* [EXERCISE]: Which lines below contain the string "roof"? Return each of them, with case counting in the match.
(begin)
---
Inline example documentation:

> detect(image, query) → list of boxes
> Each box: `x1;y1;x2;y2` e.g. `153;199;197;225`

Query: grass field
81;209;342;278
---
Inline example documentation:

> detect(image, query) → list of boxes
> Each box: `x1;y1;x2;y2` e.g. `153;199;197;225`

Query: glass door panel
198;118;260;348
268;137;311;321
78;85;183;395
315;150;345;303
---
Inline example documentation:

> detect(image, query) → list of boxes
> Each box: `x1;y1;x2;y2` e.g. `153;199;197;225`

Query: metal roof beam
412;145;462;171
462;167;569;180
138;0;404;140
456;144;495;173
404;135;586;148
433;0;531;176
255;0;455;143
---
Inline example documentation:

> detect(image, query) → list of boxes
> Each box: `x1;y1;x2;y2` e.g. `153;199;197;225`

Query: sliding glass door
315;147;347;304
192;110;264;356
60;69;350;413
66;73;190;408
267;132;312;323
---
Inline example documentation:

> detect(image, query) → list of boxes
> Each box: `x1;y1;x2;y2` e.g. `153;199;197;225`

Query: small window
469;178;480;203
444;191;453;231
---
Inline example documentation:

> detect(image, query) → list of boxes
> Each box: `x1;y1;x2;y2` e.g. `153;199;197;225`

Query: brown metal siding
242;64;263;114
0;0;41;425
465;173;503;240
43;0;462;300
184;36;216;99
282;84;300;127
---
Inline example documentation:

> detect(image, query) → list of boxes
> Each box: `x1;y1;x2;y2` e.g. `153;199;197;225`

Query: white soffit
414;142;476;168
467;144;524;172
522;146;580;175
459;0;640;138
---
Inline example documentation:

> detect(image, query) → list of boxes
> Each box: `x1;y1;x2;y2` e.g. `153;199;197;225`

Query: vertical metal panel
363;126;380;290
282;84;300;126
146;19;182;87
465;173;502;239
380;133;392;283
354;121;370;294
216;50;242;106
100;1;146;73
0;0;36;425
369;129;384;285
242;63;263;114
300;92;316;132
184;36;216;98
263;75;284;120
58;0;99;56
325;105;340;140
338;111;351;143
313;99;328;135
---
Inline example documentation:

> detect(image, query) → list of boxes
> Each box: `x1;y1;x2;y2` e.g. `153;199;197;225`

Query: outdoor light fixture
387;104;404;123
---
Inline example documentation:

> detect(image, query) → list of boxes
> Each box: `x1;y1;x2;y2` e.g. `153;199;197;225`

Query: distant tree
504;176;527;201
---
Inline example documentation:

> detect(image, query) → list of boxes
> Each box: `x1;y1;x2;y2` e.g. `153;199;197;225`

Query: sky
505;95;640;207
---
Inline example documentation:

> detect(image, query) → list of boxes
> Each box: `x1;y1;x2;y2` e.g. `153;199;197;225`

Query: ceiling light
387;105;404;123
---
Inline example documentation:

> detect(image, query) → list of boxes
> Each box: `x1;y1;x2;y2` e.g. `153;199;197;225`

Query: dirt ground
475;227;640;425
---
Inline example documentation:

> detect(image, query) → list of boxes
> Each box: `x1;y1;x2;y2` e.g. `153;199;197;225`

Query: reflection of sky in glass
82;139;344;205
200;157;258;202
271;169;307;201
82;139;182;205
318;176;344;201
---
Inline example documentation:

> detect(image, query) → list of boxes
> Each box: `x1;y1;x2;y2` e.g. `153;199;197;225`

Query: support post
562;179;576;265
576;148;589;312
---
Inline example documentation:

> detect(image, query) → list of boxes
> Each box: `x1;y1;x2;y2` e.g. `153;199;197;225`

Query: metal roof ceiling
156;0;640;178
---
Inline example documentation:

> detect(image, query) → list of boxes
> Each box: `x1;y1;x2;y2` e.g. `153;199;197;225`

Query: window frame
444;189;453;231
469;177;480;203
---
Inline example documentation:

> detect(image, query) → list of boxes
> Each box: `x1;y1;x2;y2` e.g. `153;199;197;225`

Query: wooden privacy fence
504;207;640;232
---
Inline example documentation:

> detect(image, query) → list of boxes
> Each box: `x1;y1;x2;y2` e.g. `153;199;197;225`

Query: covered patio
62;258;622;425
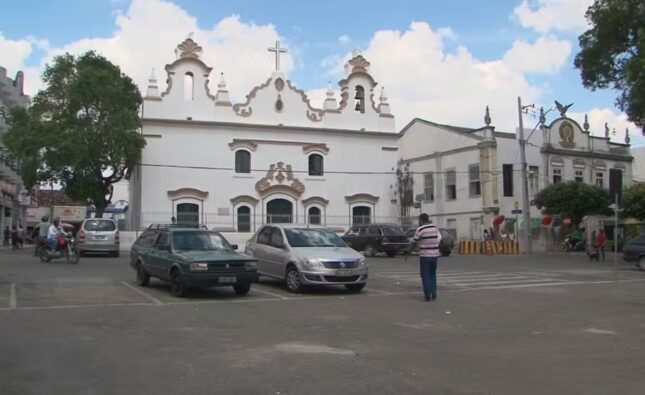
(end)
* [FULL ANSWER]:
Query: metal roof beam
Query: metal roof ceiling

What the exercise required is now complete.